A run of records
● ● ● ● ● ● ●
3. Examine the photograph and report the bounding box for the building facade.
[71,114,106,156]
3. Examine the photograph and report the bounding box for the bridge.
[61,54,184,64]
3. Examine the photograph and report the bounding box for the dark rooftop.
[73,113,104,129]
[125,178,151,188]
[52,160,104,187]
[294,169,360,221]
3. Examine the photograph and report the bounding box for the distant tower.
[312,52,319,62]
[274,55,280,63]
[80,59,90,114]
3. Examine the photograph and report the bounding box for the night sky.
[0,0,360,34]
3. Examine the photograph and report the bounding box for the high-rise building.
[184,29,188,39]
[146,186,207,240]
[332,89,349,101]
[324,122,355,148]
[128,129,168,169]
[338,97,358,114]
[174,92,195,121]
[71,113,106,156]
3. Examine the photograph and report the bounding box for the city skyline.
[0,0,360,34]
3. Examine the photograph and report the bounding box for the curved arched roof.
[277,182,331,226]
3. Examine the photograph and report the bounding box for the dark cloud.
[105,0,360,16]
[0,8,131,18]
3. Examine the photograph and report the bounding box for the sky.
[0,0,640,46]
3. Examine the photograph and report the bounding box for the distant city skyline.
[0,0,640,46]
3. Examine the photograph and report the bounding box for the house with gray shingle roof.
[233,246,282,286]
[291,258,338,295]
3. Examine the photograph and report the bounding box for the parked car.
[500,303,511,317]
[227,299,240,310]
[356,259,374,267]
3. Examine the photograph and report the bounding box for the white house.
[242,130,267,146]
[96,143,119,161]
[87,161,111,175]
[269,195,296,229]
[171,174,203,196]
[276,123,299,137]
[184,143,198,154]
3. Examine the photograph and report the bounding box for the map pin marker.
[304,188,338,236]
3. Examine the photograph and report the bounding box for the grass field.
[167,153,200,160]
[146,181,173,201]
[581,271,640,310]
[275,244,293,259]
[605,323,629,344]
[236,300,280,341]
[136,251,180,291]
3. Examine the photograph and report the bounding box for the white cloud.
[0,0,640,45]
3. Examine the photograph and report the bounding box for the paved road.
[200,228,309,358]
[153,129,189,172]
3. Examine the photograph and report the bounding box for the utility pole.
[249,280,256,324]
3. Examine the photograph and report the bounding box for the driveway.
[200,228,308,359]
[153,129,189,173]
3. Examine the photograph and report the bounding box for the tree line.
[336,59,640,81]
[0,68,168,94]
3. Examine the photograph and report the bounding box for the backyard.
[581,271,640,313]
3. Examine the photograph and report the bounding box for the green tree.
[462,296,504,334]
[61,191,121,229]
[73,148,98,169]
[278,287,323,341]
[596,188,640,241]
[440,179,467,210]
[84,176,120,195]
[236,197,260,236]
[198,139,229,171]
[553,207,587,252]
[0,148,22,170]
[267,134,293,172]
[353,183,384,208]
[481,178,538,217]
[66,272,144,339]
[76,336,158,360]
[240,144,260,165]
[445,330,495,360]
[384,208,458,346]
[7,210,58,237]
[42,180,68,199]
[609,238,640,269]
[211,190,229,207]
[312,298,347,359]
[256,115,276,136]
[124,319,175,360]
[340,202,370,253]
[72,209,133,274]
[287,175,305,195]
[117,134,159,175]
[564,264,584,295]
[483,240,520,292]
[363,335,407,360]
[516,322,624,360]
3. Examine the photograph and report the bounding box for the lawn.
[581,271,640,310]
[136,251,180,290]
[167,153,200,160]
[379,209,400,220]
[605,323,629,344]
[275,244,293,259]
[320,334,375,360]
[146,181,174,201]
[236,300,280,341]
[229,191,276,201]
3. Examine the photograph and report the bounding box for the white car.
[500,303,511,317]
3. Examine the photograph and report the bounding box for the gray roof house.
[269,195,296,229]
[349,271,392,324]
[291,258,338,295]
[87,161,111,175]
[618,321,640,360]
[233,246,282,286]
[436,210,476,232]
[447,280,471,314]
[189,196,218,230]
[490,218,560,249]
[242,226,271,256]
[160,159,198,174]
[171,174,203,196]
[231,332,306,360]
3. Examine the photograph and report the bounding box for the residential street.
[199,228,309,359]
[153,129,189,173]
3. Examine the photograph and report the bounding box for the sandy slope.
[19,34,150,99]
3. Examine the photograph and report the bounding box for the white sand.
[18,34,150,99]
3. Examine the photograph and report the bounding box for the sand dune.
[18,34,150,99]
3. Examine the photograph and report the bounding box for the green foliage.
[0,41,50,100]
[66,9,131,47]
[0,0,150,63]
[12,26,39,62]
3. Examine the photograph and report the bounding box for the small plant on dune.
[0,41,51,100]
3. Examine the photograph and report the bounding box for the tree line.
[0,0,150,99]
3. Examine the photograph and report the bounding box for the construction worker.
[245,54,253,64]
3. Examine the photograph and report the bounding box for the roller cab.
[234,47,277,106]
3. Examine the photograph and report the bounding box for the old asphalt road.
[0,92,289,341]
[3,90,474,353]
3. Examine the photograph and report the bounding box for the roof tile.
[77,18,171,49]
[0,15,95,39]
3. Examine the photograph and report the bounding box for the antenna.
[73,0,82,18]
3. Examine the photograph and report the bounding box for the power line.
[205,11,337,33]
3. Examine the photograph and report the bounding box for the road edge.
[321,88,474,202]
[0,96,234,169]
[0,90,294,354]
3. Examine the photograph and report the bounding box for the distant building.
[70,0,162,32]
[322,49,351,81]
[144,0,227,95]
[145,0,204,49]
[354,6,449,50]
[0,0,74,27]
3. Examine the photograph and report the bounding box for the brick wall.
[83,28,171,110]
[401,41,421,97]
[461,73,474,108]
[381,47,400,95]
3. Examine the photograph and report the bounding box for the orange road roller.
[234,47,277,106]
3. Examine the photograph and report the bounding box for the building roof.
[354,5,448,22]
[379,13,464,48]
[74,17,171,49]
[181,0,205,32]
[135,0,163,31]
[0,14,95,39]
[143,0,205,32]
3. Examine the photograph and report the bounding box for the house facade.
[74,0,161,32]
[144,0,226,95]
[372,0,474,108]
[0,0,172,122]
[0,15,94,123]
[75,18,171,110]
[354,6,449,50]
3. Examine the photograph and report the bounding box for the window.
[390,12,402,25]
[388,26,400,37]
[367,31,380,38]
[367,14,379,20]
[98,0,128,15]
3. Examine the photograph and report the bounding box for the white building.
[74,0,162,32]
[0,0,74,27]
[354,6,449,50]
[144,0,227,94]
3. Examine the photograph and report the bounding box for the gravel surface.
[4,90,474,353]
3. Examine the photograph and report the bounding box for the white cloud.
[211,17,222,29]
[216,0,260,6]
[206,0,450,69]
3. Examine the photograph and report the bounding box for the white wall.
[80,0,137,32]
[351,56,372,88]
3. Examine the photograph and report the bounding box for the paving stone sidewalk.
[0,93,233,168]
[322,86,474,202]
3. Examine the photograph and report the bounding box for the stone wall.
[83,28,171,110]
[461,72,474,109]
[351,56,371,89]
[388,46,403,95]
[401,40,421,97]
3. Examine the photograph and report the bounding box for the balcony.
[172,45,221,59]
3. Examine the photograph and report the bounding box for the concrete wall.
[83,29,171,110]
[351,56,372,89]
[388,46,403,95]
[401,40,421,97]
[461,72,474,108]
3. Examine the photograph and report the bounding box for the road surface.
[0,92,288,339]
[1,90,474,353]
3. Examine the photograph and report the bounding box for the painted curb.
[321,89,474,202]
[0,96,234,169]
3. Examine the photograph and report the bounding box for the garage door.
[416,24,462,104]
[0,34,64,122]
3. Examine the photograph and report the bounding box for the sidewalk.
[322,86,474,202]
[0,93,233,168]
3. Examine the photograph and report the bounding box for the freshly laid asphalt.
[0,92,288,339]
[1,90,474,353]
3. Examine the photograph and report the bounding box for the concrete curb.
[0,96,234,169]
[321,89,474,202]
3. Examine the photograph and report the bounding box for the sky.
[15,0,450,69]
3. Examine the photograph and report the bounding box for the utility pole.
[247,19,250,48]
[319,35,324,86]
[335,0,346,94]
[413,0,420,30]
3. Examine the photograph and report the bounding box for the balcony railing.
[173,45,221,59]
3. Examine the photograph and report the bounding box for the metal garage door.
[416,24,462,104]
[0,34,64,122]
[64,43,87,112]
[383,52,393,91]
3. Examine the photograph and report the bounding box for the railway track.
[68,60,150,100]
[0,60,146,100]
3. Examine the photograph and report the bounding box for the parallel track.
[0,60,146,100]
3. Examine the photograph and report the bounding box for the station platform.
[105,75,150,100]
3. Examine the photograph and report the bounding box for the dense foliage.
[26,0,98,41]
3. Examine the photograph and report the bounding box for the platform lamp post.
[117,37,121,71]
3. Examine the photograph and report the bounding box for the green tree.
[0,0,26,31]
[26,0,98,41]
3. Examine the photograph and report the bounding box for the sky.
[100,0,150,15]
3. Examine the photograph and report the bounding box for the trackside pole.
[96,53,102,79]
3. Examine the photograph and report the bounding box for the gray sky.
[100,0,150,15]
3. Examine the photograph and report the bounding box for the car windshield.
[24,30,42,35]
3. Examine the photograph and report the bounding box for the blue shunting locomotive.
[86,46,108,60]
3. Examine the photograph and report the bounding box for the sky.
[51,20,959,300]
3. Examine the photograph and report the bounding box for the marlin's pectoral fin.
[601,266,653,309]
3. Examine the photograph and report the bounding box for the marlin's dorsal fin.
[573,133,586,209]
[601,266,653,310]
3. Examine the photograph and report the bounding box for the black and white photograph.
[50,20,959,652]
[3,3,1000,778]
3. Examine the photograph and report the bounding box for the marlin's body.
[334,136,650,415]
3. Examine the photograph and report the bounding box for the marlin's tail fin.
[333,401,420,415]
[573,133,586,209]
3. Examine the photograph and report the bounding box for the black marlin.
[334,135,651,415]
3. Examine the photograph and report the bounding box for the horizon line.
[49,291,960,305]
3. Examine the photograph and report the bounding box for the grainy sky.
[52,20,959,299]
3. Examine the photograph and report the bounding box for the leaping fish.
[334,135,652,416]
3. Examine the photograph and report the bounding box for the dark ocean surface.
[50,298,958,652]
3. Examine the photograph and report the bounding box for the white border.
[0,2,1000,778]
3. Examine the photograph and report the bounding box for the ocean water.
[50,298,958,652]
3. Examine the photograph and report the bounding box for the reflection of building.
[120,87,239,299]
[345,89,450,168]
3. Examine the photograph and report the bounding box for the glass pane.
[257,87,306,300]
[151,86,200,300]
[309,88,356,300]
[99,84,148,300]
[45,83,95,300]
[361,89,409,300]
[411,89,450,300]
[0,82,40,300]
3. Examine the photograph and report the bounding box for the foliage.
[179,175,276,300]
● ● ● ● ● ● ●
> [Problem description]:
From the line containing "and white photograph." down to the last line, reproduce the records exactly. Include both ends.

> [Exercise solution]:
3. Examine the photograph and report the bounding box for the black and white photograph.
[50,20,959,652]
[3,3,1000,778]
3. Examine the photograph and report the bounding box for the marlin's body.
[334,136,650,415]
3. Examine the photograph and report the bounding box for the marlin's tail fin.
[333,401,420,415]
[573,133,586,209]
3. Examine the photograph and report the bounding box for the black marlin.
[334,135,651,415]
3. Examine the photograph and report the bounding box for the horizon line.
[49,291,960,305]
3. Examine the photograph and report the bounding box for the grainy sky.
[52,20,959,299]
3. Examine the photograph and report the bounding box for the leaping fish.
[334,135,652,416]
3. Examine the photograph and report the bounding box for the dark ocean surface.
[50,298,958,652]
3. Examine the photograph and report the bounding box for the white border.
[0,2,1000,778]
3. Examine the photograph and report the bounding box for the ocean water.
[50,298,958,652]
3. Examine the photograph and report the bounding box for the reflection of building.
[120,87,239,299]
[345,89,450,168]
3. Examine the photograph and report the bounding box for the glass pane.
[257,87,306,300]
[151,86,200,300]
[309,88,356,300]
[99,84,148,300]
[45,83,95,300]
[361,89,409,300]
[411,89,450,300]
[0,82,40,300]
3. Examine the photograph and report the bounding box for the foliage.
[179,175,276,300]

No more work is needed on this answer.